- **PROBLEM**:
Pick up the article on the Army's driverless test vehicles at Fort Bragg after its last sentence and keep writing it.
*** PASSAGE FOR REVIEW Section Begins ***
NC trend: Battle bots
By Johanna Royo
Pfc. Hawa Josiah struggles down the long hall from her room in the Warrior Transition Battalion barracks on Fort Bragg. Painful leg, spine and neck injuries have left her on crutches for more than a year, and doctors aren’t sure when that will change.
Fortunately, once the 34-year-old soldier reaches the front door, a magic carpet of sorts is waiting to take her down the hill to Womack Army Medical Center, where she has as many as three or four appointments a day.
Josiah’s ride looks more like a fancy golf cart than magic carpet, but the two are more similar than they appear. The souped-up golf cart is a test vehicle for the Army’s Tank Automotive Research Development and Engineering Center — TARDEC for short — based in Warren, Mich., where the ultimate goal is to create autonomous vehicles to send to war zones.
“What we’re learning here will eventually benefit the warfighters on the battlefield,” says Ed Straub, program manager for the applied robotics program at TARDEC, which has about 90 civilian scientists working in its automotive research hub. Straub and a team of engineers regularly visit Fort Bragg near Fayetteville. Home to about 50,000 active-duty military personnel and 14,000 civilian workers, the country’s largest military installation by population provides plenty of test subjects.
President Obama’s 2017 defense budget proposes increasing funding for TARDEC’s robotic ground systems from about $7 million to almost $13 million, though that’s minor compared with the estimated $30 million investment by tech giant Google with autonomous vehicles that have driven millions of miles. Using the same light radar sensor technology as a Google car, the military’s autonomous trucks and tanks could eventually navigate around roadside bombs and other hazards. The Army also is experimenting with driverless transport trucks and tested a convoy of seven tactical unmanned vehicles at more than 40 mph at the federal Savannah River Site near Aiken, S.C.
*** PASSAGE FOR REVIEW Section Ends ***
*** DATA EXTRACTS Section Begins ***
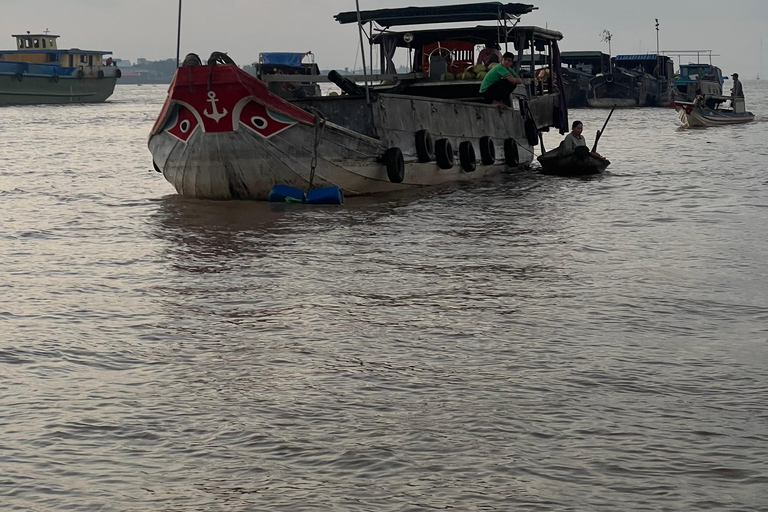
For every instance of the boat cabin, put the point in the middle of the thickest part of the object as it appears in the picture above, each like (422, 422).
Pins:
(278, 65)
(696, 72)
(658, 66)
(591, 63)
(443, 62)
(44, 49)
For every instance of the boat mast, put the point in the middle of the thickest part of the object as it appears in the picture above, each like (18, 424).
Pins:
(362, 51)
(178, 38)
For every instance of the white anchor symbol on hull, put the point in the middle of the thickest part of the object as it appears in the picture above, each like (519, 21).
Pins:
(216, 115)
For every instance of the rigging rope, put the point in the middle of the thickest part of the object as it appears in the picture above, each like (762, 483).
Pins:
(319, 127)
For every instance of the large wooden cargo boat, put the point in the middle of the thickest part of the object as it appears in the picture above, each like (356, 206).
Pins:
(38, 72)
(634, 81)
(224, 134)
(579, 68)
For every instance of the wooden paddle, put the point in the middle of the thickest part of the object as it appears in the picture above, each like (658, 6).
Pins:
(600, 133)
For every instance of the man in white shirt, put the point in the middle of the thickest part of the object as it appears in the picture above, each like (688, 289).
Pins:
(574, 140)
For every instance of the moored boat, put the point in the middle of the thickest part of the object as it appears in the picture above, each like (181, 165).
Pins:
(694, 116)
(579, 68)
(38, 72)
(634, 81)
(693, 77)
(223, 134)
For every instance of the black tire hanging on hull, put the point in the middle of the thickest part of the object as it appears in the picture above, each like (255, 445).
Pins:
(511, 153)
(444, 153)
(467, 156)
(393, 159)
(531, 132)
(425, 146)
(487, 151)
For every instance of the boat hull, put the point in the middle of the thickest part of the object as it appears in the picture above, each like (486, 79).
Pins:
(572, 164)
(233, 158)
(614, 103)
(696, 117)
(50, 90)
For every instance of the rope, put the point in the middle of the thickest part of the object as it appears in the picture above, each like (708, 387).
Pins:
(216, 58)
(319, 127)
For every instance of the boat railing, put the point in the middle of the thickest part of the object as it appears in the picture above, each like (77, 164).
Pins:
(354, 78)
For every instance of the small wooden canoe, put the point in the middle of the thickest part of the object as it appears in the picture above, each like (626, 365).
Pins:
(577, 163)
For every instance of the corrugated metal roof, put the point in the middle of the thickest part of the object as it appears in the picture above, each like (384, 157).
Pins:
(437, 14)
(647, 56)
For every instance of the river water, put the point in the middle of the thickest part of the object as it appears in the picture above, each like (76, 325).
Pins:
(533, 343)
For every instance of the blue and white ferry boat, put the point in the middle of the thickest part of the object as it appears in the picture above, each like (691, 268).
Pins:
(38, 72)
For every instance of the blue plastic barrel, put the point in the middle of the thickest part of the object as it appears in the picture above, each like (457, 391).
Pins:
(280, 193)
(326, 195)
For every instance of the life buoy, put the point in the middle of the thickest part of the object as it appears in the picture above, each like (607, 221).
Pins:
(511, 153)
(487, 151)
(467, 156)
(444, 153)
(531, 132)
(393, 159)
(425, 146)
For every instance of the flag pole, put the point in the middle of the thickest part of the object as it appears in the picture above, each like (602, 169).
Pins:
(178, 38)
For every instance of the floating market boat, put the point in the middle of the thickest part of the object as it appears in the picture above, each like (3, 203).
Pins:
(38, 72)
(286, 63)
(634, 81)
(576, 163)
(224, 134)
(694, 116)
(579, 68)
(692, 77)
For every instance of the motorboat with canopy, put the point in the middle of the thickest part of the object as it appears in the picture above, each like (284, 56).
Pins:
(224, 134)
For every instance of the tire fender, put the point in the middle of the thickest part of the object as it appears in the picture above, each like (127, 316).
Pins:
(467, 156)
(487, 151)
(511, 153)
(444, 153)
(425, 146)
(393, 159)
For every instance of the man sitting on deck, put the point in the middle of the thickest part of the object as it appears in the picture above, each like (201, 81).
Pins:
(500, 82)
(574, 140)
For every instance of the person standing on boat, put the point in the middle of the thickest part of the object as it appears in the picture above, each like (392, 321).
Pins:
(487, 54)
(737, 91)
(737, 96)
(574, 140)
(500, 82)
(700, 100)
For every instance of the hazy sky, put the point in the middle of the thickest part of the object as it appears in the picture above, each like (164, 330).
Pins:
(243, 28)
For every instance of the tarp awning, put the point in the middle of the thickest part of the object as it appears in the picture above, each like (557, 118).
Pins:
(649, 56)
(438, 14)
(292, 60)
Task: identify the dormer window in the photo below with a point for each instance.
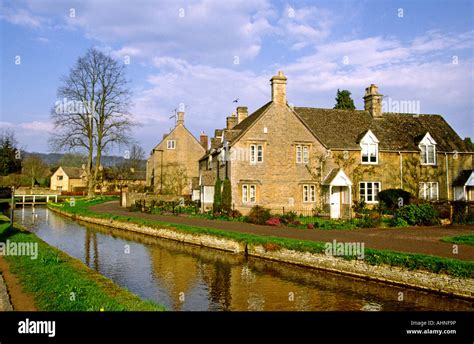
(427, 150)
(369, 149)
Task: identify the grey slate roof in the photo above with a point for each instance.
(73, 172)
(462, 178)
(343, 129)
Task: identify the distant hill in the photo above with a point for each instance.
(52, 159)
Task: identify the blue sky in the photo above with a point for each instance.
(186, 52)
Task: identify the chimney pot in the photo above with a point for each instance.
(180, 119)
(242, 113)
(278, 83)
(373, 101)
(204, 140)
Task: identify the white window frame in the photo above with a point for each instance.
(249, 193)
(299, 154)
(365, 195)
(305, 154)
(256, 153)
(309, 193)
(369, 148)
(425, 144)
(245, 193)
(426, 191)
(302, 154)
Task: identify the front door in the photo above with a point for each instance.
(336, 202)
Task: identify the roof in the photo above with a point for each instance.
(247, 122)
(73, 172)
(208, 178)
(463, 177)
(342, 129)
(136, 175)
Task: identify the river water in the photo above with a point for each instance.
(187, 277)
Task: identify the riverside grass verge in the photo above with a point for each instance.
(410, 261)
(59, 282)
(467, 239)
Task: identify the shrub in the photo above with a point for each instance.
(398, 222)
(360, 207)
(273, 221)
(369, 221)
(258, 215)
(288, 217)
(418, 214)
(391, 198)
(217, 197)
(227, 196)
(234, 213)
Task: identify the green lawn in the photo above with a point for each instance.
(59, 282)
(410, 261)
(461, 239)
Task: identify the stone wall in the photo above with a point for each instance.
(185, 155)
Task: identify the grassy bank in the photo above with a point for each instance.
(59, 282)
(410, 261)
(461, 239)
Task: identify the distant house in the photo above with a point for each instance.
(123, 180)
(68, 179)
(321, 160)
(173, 163)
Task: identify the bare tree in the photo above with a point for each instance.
(34, 167)
(94, 112)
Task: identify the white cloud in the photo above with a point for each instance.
(21, 17)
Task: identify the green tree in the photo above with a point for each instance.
(227, 196)
(344, 100)
(217, 196)
(34, 167)
(10, 161)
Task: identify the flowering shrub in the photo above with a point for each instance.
(274, 221)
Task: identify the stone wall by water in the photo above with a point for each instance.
(440, 283)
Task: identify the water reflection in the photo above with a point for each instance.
(187, 277)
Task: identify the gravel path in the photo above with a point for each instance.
(5, 304)
(424, 240)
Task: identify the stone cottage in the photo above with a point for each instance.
(316, 159)
(68, 179)
(173, 163)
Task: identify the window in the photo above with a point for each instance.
(429, 191)
(302, 154)
(428, 150)
(256, 154)
(369, 148)
(299, 154)
(308, 193)
(249, 193)
(369, 191)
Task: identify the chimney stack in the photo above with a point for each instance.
(180, 119)
(373, 101)
(279, 88)
(231, 121)
(242, 113)
(204, 140)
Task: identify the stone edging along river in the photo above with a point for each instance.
(424, 280)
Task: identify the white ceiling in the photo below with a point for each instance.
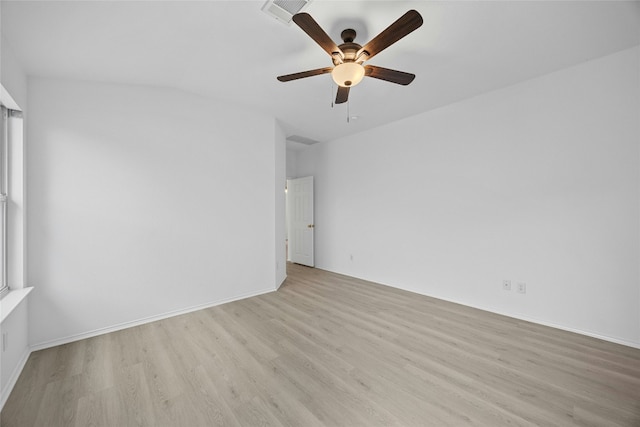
(232, 51)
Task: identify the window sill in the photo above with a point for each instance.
(12, 300)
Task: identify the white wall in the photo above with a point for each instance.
(292, 164)
(15, 326)
(280, 204)
(536, 183)
(142, 202)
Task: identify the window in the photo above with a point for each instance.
(4, 177)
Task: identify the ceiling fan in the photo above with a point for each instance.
(348, 57)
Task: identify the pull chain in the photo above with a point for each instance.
(331, 91)
(348, 115)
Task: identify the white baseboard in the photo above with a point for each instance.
(125, 325)
(6, 391)
(518, 316)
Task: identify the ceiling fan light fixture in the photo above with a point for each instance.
(348, 74)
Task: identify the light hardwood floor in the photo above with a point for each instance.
(335, 351)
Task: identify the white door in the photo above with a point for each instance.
(301, 227)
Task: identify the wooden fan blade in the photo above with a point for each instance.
(303, 74)
(407, 23)
(393, 76)
(343, 95)
(313, 30)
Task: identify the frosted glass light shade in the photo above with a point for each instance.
(348, 74)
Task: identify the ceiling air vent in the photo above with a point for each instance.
(283, 10)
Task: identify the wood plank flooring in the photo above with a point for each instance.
(330, 350)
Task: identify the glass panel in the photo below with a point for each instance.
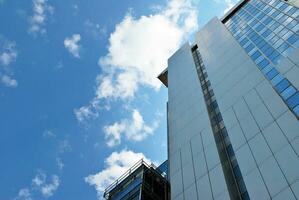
(282, 85)
(294, 100)
(288, 92)
(270, 75)
(277, 79)
(296, 110)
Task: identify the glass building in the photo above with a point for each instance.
(141, 182)
(233, 106)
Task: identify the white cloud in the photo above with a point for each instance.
(49, 134)
(24, 194)
(116, 164)
(71, 44)
(64, 146)
(40, 184)
(59, 163)
(49, 189)
(41, 9)
(134, 129)
(8, 55)
(139, 48)
(46, 188)
(85, 112)
(229, 5)
(8, 81)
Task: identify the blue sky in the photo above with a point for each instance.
(79, 98)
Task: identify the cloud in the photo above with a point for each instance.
(41, 9)
(40, 185)
(229, 5)
(24, 194)
(47, 189)
(64, 146)
(116, 164)
(59, 163)
(134, 129)
(49, 134)
(139, 48)
(8, 55)
(8, 81)
(85, 112)
(71, 44)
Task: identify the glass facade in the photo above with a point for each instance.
(268, 30)
(140, 182)
(230, 167)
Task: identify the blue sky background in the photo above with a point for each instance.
(48, 146)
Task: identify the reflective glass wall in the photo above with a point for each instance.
(268, 30)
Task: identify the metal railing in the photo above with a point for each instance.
(125, 175)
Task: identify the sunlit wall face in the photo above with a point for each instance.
(252, 61)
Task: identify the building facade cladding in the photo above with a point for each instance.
(260, 119)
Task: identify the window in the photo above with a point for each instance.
(296, 110)
(264, 63)
(276, 79)
(282, 85)
(294, 100)
(293, 39)
(267, 69)
(271, 74)
(256, 55)
(288, 92)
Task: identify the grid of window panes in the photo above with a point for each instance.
(268, 30)
(235, 182)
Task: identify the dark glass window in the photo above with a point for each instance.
(256, 55)
(264, 63)
(293, 39)
(296, 110)
(267, 69)
(237, 172)
(288, 92)
(230, 150)
(294, 100)
(276, 79)
(282, 85)
(249, 47)
(271, 74)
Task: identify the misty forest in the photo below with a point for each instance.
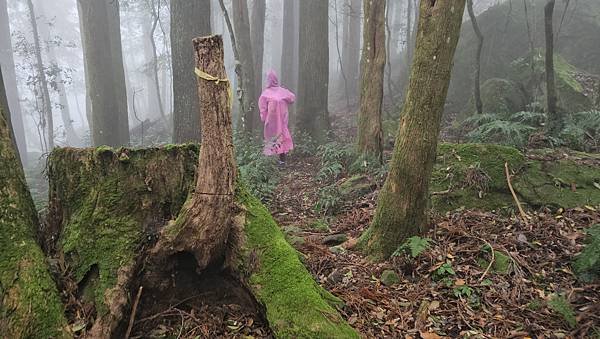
(299, 169)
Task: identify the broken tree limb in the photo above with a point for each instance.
(512, 191)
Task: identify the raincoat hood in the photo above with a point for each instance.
(272, 80)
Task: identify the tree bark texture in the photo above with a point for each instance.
(241, 25)
(402, 204)
(477, 66)
(189, 19)
(370, 137)
(289, 51)
(42, 82)
(30, 306)
(555, 122)
(257, 30)
(313, 78)
(103, 56)
(351, 45)
(204, 226)
(7, 64)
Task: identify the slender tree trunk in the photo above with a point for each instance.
(7, 64)
(337, 46)
(402, 204)
(351, 50)
(313, 79)
(257, 31)
(238, 66)
(477, 66)
(72, 138)
(155, 21)
(370, 138)
(555, 120)
(48, 122)
(189, 19)
(289, 51)
(105, 73)
(241, 25)
(31, 305)
(206, 221)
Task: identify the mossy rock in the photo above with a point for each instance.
(110, 209)
(504, 27)
(567, 183)
(570, 92)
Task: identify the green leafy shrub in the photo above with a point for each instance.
(334, 160)
(582, 131)
(587, 263)
(260, 172)
(414, 246)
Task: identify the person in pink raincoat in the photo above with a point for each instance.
(273, 104)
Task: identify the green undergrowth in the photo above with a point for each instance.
(587, 264)
(110, 201)
(296, 306)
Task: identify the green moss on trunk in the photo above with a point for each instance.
(109, 202)
(29, 303)
(109, 207)
(296, 306)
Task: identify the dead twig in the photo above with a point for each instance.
(512, 191)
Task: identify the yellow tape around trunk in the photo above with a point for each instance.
(205, 76)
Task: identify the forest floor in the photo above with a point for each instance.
(450, 289)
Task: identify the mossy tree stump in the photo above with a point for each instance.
(107, 203)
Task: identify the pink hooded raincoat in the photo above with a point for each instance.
(273, 104)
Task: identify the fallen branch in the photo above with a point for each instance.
(133, 311)
(512, 191)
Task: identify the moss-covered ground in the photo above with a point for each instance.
(296, 306)
(110, 202)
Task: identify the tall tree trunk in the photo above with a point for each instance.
(156, 82)
(477, 73)
(402, 204)
(47, 120)
(29, 293)
(257, 31)
(7, 64)
(351, 46)
(72, 139)
(241, 25)
(370, 138)
(103, 55)
(289, 51)
(189, 19)
(313, 79)
(555, 119)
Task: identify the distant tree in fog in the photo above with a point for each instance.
(105, 78)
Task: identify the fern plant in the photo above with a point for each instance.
(513, 130)
(582, 131)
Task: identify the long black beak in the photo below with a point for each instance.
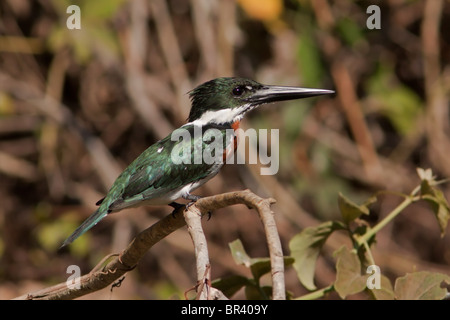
(268, 94)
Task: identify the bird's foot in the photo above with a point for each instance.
(193, 198)
(176, 207)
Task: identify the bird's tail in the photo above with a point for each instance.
(86, 225)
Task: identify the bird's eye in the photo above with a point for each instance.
(239, 90)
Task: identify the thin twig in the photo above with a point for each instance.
(131, 256)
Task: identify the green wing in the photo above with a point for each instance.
(170, 164)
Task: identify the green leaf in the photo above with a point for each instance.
(230, 285)
(422, 285)
(305, 248)
(348, 273)
(437, 202)
(351, 211)
(350, 31)
(386, 292)
(258, 293)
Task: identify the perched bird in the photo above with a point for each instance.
(168, 170)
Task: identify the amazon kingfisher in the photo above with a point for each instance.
(154, 178)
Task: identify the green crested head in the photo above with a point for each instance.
(226, 100)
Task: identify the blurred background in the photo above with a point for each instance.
(77, 106)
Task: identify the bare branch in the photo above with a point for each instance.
(100, 278)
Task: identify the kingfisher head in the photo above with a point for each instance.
(226, 100)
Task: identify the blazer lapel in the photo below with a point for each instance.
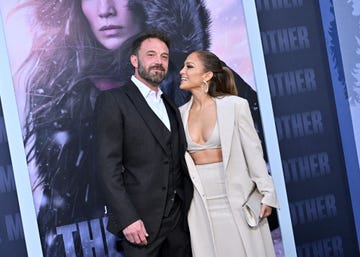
(226, 121)
(150, 118)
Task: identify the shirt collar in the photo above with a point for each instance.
(145, 91)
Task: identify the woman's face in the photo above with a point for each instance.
(192, 74)
(111, 21)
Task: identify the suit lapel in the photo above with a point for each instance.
(225, 117)
(150, 118)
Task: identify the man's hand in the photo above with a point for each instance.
(136, 233)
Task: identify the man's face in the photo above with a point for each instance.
(152, 61)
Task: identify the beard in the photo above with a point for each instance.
(152, 78)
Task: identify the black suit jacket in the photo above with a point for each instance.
(133, 164)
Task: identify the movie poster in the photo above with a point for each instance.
(62, 55)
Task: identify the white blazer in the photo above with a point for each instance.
(244, 168)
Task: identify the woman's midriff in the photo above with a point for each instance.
(207, 156)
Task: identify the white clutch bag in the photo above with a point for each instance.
(251, 208)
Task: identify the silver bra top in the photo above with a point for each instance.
(212, 143)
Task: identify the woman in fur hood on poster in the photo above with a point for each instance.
(71, 61)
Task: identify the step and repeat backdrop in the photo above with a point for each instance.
(305, 110)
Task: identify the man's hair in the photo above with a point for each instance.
(146, 35)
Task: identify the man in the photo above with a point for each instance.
(141, 146)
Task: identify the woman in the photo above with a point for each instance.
(80, 48)
(225, 163)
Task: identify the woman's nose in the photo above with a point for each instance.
(106, 8)
(182, 71)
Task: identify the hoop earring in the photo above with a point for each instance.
(205, 87)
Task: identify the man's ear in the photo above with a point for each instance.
(134, 60)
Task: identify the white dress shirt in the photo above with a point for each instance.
(154, 100)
*** DATA EXTRACTS Section Ends ***
- **WRITTEN RESPONSE**:
For now, the Fort Bragg carts are still in the testing phase with a human behind the wheel, establishing patterns that are compared with the autonomous technology running simultaneously offline. That’s where Josiah and other wounded soldiers come in. Josiah, a three-year Army veteran, won’t be back on the battlefield, but feedback gathered from the Fort Bragg transport program will be used to save lives.
Researchers are throwing every obstacle they can think of in front of the driverless car: mannequins, roadblocks, unexpected traffic. The technology is learning what to do in any situation before moving to Phase 2, when the human passenger takes the wheel only if something goes wrong. In the final phase, the drivers will be gone and the carts will be completely autonomous. It is likely to be the first self-driving vehicle in North Carolina, which hasn’t passed any laws related to autonomous cars. Eight states and Washington, D.C., have issued rules or executive orders in preparation for the new technology. N.C. State University engineers plan a system of self-driving pods for a campus rapid transit system, but that is likely years away.
In the meantime, autonomous test vehicles are helping soldiers now. Since Josiah started scheduling rides through an app on her phone, she hasn’t missed a medical appointment. That can be a problem for her and other wounded warriors who suffer from memory loss. The system responds with a text-message reminder and a follow-up email survey. Her answers move driverless technology one step closer to reality.